• PROBLEM STATEMENT
Find the line with "Target: building" in the entries below, then reproduce it and every line after it down to and including the line with "Mark every instance of the green", exactly.

Point-per-instance localization data
● ● ● ● ●

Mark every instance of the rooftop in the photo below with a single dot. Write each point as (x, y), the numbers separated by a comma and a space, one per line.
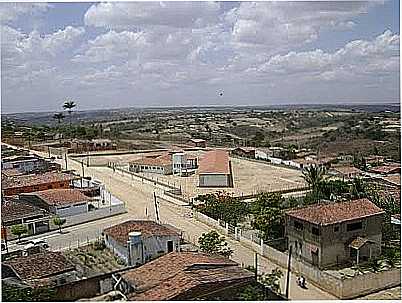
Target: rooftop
(36, 179)
(60, 196)
(120, 231)
(15, 209)
(215, 162)
(40, 265)
(331, 213)
(173, 275)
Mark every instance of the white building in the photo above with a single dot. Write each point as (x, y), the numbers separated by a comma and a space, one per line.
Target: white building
(138, 241)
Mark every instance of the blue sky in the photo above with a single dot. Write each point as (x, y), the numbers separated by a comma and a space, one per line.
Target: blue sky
(121, 54)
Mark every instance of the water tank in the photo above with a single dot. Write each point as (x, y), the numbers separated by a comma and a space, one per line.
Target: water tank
(134, 237)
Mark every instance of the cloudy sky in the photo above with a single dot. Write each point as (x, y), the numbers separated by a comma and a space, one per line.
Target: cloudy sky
(122, 54)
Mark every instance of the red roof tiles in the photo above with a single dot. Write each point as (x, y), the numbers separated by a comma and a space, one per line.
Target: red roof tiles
(331, 213)
(215, 162)
(60, 196)
(176, 274)
(120, 232)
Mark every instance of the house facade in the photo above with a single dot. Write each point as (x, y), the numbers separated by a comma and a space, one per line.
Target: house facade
(335, 233)
(136, 242)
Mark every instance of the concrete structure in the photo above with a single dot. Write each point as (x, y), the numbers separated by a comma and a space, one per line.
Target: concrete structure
(198, 142)
(39, 269)
(335, 233)
(136, 242)
(159, 164)
(184, 164)
(15, 185)
(61, 202)
(15, 211)
(183, 276)
(215, 170)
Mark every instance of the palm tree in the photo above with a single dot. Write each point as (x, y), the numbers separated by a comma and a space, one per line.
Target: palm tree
(69, 106)
(314, 175)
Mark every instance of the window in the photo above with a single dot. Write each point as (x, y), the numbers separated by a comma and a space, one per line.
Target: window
(298, 225)
(354, 226)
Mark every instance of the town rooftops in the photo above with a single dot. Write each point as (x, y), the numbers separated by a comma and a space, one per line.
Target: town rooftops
(36, 179)
(40, 265)
(331, 213)
(14, 209)
(120, 231)
(60, 196)
(214, 162)
(178, 275)
(160, 160)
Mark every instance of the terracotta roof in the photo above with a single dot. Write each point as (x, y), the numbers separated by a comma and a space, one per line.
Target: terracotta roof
(120, 231)
(161, 160)
(36, 179)
(40, 265)
(15, 209)
(347, 170)
(331, 213)
(386, 169)
(176, 274)
(214, 162)
(60, 196)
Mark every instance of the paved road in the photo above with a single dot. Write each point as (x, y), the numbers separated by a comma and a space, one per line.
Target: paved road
(139, 201)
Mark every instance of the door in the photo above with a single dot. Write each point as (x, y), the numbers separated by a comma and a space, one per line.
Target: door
(170, 246)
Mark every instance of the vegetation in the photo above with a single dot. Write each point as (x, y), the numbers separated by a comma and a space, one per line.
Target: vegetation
(18, 230)
(213, 243)
(59, 222)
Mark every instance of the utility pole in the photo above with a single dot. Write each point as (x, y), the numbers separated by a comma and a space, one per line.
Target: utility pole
(156, 208)
(288, 273)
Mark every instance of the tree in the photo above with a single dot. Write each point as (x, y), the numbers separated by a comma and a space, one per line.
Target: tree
(272, 280)
(69, 106)
(18, 230)
(59, 222)
(314, 175)
(213, 243)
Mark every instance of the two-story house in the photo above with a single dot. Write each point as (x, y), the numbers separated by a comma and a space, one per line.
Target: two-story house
(335, 233)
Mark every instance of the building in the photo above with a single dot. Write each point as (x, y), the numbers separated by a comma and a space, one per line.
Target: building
(346, 172)
(181, 276)
(157, 164)
(138, 241)
(335, 233)
(15, 211)
(215, 169)
(184, 164)
(246, 152)
(39, 269)
(60, 202)
(36, 182)
(198, 143)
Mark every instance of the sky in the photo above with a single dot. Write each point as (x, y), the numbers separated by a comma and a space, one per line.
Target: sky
(145, 54)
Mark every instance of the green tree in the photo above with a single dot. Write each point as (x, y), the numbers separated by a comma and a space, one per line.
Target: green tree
(213, 243)
(69, 106)
(18, 230)
(272, 280)
(59, 222)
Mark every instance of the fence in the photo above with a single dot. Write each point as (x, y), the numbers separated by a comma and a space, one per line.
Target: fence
(342, 288)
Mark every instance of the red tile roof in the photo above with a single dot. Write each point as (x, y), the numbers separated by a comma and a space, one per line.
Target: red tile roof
(36, 179)
(60, 196)
(120, 232)
(214, 162)
(40, 265)
(161, 160)
(330, 213)
(176, 274)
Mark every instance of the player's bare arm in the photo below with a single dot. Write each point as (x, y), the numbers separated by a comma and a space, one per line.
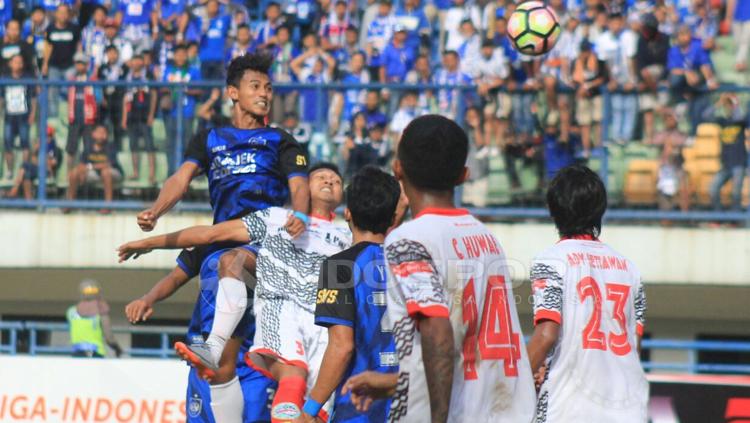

● ● ● ● ●

• TASK SOLUTION
Target: building
(346, 172)
(181, 276)
(157, 164)
(138, 241)
(335, 233)
(15, 211)
(215, 169)
(184, 164)
(246, 152)
(39, 269)
(60, 202)
(36, 182)
(198, 143)
Mark every instance of the sky in the photo above with a single dot. Write each point as (x, y), the numbers separated by a comma and a space, one per line.
Target: sky
(145, 54)
Mark every instance of the green tree in the photo above with a single dot. Write each point as (x, y), the numbers separated by a comma and a space, one per line.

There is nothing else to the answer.